Habit and goal-directed ratio scores for contingent and corresponding degraded-contingency conditions. The ratio score was computed by dividing the number of responses in the nondegraded block by the sum of the responses for the degraded and nondegraded sessions [i.e., (contingent/(contingent+degraded)]. The ratio score represents the proportion of responses in the contingent condition relative to the nondegraded condition, with a value ≤0.5 indicating a greater or equal number of responses in the degraded contingency (ΔP) condition and thus habitual behavior. (A) Ratio score for pairs of blocks for which the action-outcome relationship was contingent (ΔP = 0.6 [P(O|A) = 0.6, P(O|∼A) = 0.0], block 10) and then degraded to ΔP = 0.3 by superimposing a noncontingent schedule (ΔP = 0.3 [P(O|A) = 0.6, P(O|∼A) = 0.3], block 11). Patients with obsessive-compulsive disorder (OCD) displayed increased habitual behavior (t₅₂ = 3.350, p = .002). (B) Ratio score for pairs of blocks for which the action-outcome relationship was contingent (ΔP = 0.6 [P(O|A) = 0.6, P(O|∼A) = 0.0], block 10) and then completely degraded to ΔP = 0.0 by superimposing a noncontingent schedule (ΔP = 0.0 [P(O|A) = 0.6, P(O|∼A) = 0.6], block 12). Patients with OCD showed increased habitual behavior compared with control (CTL) subjects (t₅₂ = 2.23, p = .03). (C) Ratio score for pairs of blocks for which the action-outcome relationship was contingent (ΔP = 0.3 [P(O|A) = 0.3, P(O|∼A) = 0.0], block 7) and then completely degraded to ΔP = 0.0 by superimposing a noncontingent schedule (ΔP = 0.0 [P(O|A) = 0.3, P(O|∼A) = 0.3], block 8). Error bars: SEM. *p < .05; **p < .01. P(O|A), probability of outcome given an action; P(O|∼A), probability of outcome given the absence of an action.

*INFORMATION SHOWN*:
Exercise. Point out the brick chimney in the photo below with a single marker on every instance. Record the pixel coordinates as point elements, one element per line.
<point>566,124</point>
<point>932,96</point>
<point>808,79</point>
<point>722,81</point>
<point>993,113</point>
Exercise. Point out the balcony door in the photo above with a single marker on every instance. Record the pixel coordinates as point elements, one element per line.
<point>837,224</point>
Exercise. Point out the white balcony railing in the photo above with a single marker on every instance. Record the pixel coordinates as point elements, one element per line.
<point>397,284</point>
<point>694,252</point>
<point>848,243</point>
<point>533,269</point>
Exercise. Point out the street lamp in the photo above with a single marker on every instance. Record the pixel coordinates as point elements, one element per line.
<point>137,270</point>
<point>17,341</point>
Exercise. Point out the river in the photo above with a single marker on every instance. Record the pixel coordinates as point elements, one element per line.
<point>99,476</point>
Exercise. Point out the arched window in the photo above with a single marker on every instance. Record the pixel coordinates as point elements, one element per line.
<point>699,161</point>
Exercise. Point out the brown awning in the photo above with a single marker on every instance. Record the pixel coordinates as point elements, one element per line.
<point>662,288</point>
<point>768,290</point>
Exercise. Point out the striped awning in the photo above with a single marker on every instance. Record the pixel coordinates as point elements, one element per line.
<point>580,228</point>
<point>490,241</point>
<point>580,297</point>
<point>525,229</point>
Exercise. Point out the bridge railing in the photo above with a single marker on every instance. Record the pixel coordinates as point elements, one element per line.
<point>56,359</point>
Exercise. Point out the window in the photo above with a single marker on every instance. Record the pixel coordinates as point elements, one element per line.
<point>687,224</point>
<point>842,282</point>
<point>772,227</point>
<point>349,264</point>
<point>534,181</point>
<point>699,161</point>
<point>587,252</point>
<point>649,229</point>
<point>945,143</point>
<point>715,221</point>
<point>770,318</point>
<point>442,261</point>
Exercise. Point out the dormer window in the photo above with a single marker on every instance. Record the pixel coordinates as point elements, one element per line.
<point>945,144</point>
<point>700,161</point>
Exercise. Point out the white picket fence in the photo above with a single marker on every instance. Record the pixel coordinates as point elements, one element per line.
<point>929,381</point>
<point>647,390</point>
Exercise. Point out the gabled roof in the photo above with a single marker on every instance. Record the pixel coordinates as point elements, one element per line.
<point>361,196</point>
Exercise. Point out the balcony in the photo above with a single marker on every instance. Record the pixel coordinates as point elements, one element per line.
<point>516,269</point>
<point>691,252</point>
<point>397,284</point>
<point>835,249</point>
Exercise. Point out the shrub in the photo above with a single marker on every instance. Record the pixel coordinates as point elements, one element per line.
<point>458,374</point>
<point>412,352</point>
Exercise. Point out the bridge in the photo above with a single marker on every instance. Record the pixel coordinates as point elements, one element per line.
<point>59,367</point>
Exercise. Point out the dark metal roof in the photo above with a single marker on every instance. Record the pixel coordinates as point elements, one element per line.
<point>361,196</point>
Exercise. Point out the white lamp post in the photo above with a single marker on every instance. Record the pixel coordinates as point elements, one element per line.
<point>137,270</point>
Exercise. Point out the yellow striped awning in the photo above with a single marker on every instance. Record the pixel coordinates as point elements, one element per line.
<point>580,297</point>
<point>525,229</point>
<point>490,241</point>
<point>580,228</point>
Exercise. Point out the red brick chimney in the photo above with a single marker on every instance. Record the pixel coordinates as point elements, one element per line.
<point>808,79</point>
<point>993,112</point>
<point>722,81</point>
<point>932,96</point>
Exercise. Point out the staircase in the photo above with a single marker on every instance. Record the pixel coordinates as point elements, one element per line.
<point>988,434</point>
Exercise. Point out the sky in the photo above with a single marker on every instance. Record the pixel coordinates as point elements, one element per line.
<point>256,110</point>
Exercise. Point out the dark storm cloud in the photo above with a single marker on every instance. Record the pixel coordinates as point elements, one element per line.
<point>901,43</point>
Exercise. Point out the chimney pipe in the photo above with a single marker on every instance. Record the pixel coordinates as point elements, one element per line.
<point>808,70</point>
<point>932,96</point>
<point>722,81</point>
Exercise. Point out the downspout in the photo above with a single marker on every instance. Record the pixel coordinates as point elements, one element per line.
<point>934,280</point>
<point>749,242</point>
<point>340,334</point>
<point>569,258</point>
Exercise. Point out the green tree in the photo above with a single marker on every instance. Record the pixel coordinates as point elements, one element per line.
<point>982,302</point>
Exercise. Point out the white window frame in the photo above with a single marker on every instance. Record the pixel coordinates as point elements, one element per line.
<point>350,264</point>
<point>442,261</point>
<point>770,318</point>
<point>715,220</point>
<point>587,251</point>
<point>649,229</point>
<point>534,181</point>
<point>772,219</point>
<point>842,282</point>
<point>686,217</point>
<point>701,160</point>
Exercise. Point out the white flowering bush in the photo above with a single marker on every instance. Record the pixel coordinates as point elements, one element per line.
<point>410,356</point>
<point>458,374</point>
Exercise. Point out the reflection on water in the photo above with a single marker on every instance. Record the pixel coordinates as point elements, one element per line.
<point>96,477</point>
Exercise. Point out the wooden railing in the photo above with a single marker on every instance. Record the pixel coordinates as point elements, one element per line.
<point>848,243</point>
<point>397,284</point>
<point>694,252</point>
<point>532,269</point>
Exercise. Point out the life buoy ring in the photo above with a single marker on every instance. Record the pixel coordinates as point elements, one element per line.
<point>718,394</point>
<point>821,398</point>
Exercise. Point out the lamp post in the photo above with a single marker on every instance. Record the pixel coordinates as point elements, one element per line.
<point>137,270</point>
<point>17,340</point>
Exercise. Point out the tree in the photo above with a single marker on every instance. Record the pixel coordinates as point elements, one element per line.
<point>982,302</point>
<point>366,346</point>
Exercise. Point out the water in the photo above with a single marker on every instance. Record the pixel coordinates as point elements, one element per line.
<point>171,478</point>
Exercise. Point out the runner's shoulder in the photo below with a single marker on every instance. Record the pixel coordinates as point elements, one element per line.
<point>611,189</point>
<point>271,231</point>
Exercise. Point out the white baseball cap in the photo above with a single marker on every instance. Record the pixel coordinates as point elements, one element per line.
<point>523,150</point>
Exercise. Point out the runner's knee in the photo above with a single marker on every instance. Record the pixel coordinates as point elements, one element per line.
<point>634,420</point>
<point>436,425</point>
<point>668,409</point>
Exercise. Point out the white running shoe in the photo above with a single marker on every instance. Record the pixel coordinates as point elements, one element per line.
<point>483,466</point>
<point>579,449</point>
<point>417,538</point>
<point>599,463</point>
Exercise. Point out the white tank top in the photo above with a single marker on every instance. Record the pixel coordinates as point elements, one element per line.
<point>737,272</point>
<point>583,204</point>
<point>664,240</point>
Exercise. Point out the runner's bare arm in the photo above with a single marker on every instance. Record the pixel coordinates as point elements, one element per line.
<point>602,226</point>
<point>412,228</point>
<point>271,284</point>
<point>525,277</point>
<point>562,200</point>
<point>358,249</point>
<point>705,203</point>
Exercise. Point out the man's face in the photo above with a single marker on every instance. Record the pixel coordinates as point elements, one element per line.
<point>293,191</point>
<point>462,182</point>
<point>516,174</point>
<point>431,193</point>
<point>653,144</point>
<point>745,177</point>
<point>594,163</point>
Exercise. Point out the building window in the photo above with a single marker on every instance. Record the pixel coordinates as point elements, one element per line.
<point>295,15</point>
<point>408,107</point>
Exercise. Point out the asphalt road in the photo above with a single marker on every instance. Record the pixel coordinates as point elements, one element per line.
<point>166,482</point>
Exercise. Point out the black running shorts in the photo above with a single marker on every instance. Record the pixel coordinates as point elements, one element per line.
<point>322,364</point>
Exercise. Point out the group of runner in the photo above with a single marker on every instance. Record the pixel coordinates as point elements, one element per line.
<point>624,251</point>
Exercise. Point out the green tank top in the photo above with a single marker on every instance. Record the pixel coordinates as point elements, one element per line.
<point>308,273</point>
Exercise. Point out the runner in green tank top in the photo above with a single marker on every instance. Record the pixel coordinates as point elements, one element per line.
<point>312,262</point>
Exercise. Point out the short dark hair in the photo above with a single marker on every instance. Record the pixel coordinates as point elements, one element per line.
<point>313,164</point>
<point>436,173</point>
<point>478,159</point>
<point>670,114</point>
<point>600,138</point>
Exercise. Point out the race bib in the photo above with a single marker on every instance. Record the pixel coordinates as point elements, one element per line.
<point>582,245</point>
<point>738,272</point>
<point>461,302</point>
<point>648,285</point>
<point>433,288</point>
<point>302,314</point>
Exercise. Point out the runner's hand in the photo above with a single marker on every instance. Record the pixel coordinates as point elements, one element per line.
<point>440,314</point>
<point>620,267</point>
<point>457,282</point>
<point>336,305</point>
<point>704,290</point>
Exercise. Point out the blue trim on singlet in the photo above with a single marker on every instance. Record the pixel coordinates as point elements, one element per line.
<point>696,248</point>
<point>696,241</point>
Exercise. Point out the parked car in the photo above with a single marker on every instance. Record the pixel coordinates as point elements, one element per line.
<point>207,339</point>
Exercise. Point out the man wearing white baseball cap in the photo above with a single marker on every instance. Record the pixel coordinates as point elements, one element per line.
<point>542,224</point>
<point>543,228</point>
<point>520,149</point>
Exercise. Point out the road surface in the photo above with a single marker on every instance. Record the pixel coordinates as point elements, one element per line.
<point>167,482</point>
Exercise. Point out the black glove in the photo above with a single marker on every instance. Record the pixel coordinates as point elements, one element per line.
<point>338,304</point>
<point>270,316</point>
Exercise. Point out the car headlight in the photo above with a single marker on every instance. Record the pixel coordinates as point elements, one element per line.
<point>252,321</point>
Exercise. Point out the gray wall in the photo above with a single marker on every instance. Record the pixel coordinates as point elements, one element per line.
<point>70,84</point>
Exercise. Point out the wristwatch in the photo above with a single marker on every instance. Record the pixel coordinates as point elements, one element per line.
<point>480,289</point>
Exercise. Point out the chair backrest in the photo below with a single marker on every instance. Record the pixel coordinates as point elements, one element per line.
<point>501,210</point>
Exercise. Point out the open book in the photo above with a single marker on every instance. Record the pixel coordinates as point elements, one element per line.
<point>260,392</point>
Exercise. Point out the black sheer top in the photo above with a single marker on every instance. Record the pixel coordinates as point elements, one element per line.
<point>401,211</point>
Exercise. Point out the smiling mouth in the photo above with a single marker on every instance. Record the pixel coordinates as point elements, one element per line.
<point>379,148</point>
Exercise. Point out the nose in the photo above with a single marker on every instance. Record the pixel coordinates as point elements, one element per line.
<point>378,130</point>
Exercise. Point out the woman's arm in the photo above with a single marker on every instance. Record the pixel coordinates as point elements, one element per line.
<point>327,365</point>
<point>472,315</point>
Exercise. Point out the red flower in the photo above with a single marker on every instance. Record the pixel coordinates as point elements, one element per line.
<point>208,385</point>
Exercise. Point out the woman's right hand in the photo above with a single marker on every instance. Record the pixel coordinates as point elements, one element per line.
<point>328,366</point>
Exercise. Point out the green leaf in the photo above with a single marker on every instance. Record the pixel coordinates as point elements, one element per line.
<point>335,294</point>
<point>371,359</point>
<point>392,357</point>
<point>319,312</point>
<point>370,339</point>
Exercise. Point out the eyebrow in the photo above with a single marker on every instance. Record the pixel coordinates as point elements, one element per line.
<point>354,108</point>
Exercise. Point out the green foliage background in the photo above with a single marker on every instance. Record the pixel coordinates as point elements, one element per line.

*PROBLEMS TO WORK ON*:
• 1. Decide whether each statement below agrees with the caption on habit and goal-directed ratio scores given above. Answer yes or no for each, and quote the words of the caption that decide it.
(a) In panel A, the difference shown by patients with OCD had a p value of .002.
(b) The error bars show the standard deviation.
(c) In block 7, the probability of an outcome given an action was 0.3.
• 2. Answer each of the following questions from the caption on habit and goal-directed ratio scores given above.
(a) In panel A, which block is the one degraded to ΔP = 0.3?
(b) What t value is reported for panel B?
(c) What does P(O|∼A) denote?

*ANSWER SET*:
• 1.
(a) Yes: "Patients with obsessive-compulsive disorder (OCD) displayed increased habitual behavior (t₅₂ = 3.350, p = .002)."
(b) No: "Error bars: SEM."
(c) Yes: "(ΔP = 0.3 [P(O|A) = 0.3, P(O|∼A) = 0.0], block 7)"

• 2.
(a) Block 11.
(b) t₅₂ = 2.23.
(c) The probability of an outcome given the absence of an action.